**TASK PROMPT:** Only the lines from the one containing "of the woman" through the end of the material are to be echoed, each exactly as it appears.

[Named object pointing entries]
+===+

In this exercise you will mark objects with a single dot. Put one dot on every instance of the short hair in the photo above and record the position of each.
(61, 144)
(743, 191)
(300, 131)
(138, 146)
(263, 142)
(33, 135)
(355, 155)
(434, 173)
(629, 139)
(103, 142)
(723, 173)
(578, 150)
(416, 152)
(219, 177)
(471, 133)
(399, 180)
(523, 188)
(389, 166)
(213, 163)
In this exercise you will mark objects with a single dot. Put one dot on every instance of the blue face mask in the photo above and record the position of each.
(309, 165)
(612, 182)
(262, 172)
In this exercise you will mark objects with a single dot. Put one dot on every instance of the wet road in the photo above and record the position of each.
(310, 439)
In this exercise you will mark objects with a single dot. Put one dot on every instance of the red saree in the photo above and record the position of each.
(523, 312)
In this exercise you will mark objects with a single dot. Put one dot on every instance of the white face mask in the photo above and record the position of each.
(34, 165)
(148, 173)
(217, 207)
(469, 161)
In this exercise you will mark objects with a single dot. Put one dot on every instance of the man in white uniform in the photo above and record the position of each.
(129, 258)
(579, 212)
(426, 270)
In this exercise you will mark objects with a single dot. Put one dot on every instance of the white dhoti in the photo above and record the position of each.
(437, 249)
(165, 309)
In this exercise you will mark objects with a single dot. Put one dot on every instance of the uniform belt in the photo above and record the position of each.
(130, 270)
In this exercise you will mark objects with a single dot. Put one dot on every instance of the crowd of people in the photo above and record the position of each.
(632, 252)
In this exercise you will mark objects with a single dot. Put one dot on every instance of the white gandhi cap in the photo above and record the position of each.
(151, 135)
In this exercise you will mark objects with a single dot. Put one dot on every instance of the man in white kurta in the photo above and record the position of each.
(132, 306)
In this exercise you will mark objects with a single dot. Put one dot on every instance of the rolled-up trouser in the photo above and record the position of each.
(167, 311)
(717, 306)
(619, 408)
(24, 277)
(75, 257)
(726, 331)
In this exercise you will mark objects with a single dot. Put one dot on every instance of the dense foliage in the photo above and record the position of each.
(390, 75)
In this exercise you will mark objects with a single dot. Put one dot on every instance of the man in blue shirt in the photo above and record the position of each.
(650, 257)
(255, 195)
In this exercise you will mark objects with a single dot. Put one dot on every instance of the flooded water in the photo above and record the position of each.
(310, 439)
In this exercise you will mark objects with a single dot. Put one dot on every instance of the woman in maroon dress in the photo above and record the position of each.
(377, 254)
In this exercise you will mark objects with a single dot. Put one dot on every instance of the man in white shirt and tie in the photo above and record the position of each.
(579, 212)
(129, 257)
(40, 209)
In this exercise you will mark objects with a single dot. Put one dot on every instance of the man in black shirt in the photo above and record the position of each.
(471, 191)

+===+

**OUTPUT:**
In this exercise you will mark objects with a single dot. Put one dot on every instance of the woman in maroon dress in the photo above and record the position of each.
(377, 254)
In this exercise you will mark objects with a single dot. Put one dot on every instance of the man in white shirt and tie in the photo above and record the position of each.
(579, 212)
(129, 257)
(40, 209)
In this exercise you will mark objects with a single dot. Put one dot on every instance of the man in black shirt in the photo above and record the position of each.
(471, 191)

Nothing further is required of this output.